▶ **Text provided**:

The Amygdala, described in the previous section is a part of the brain, plays a major role in motivation and emotional behavior. Emotional Behavior and Language play a major role in learning a second language or speaking in a first language. Emotion serves a positive or a negative role. This article focuses on the positive role.
Lamendella (1977) suggested that metalinguistic knowledge was not involved within the limbic system (involving the striatum and amygdala). In layman’s terms emotions are not central to studying grammar rules. Metalinguistic knowledge involves higher-level language abilities, which include the child’s ability to conceptualize, manipulate and judge the content and meaning of language. These skills allow a child to discuss, think and talk about language as an object that can be analyzed. Lamendella suggestion implies that we need emotion to communicate on a personal level but emotions fail to influence the analysis of language, which involves the study of grammar as a subject.
I mentioned somewhere that I acquired 5 languages in 2 1/2 years. I taught myself the language using technology in the United States. Then I went to the country where the language was spoken and perfected the language by interacting with native people. I attended language schools, which I hated. The materials were generally culturally insensitive and degraded people with dark skins, plus the teachers spent too much time lecturing and correcting my errors to make themselves feel superior.

▶ **What this task involves**:
Copy word for word the part of the text on emotion and language learning from "Lamendella (1977) suggested" up to and including "as a subject.".

▶ **Material shown**:
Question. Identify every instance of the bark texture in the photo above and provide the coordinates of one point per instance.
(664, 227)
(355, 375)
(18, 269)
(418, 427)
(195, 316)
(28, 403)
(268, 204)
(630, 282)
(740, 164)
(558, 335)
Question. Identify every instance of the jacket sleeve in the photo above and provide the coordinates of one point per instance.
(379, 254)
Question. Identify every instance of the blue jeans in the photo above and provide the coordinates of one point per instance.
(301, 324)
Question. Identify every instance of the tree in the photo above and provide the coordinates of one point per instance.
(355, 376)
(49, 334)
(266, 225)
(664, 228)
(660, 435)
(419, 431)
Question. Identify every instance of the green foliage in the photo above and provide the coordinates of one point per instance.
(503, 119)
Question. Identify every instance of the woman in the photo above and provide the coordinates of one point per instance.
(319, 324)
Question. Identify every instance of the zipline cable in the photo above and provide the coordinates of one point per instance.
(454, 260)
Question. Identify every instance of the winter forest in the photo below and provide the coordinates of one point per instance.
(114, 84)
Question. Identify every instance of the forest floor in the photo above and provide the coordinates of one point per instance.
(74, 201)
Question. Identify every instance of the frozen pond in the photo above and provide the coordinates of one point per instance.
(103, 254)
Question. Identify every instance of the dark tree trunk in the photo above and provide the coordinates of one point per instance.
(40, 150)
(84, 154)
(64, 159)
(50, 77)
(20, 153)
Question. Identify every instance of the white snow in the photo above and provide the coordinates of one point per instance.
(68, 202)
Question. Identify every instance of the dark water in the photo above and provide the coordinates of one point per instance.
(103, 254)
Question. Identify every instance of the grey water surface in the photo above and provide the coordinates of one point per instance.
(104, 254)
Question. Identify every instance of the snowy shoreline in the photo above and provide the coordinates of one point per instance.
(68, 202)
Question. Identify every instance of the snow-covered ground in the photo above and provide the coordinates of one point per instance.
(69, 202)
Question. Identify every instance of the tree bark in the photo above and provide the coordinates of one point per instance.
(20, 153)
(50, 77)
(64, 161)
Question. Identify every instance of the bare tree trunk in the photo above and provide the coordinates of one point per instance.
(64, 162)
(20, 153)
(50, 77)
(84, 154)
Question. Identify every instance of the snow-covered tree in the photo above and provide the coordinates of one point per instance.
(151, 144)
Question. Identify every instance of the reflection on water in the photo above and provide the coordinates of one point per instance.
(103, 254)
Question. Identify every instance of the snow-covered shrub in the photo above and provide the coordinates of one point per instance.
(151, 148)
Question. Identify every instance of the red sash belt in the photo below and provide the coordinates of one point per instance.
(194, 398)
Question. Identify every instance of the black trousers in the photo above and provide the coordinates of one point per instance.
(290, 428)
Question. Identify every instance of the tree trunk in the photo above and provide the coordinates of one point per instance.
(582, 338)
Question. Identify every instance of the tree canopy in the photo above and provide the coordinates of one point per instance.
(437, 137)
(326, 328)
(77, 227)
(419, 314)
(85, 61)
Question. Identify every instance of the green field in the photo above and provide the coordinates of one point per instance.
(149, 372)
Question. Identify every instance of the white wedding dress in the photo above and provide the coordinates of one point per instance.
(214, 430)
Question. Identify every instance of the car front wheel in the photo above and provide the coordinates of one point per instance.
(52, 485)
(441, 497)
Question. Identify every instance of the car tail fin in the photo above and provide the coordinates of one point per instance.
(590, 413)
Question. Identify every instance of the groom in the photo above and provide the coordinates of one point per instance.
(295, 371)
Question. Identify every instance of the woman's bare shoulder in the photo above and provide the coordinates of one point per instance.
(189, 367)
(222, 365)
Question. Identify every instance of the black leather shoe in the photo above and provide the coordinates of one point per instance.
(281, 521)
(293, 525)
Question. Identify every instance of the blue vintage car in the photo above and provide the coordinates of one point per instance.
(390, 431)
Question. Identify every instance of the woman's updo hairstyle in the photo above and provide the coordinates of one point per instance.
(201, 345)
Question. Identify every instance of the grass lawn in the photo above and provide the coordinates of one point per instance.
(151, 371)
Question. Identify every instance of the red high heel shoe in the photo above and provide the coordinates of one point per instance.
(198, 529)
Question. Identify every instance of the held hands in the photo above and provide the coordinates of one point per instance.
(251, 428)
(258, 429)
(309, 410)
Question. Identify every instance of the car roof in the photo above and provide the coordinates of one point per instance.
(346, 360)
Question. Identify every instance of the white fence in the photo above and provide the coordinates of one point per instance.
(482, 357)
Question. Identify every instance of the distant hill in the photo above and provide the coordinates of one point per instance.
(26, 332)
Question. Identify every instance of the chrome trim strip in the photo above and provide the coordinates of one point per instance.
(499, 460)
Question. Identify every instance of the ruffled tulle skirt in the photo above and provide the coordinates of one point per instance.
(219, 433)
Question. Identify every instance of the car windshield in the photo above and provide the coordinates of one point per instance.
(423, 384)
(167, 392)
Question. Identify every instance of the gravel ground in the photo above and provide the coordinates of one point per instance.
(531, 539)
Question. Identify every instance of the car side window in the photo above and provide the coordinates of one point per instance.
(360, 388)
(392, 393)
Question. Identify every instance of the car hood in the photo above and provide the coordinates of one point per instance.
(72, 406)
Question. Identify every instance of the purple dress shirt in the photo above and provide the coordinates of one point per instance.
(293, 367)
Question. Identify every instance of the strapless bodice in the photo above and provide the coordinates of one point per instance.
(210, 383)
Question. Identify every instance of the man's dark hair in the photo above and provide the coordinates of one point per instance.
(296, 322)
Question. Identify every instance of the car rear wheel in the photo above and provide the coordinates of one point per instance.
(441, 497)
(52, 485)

▶ **Task solution**:
Lamendella (1977) suggested that metalinguistic knowledge was not involved within the limbic system (involving the striatum and amygdala). In layman’s terms emotions are not central to studying grammar rules. Metalinguistic knowledge involves higher-level language abilities, which include the child’s ability to conceptualize, manipulate and judge the content and meaning of language. These skills allow a child to discuss, think and talk about language as an object that can be analyzed. Lamendella suggestion implies that we need emotion to communicate on a personal level but emotions fail to influence the analysis of language, which involves the study of grammar as a subject.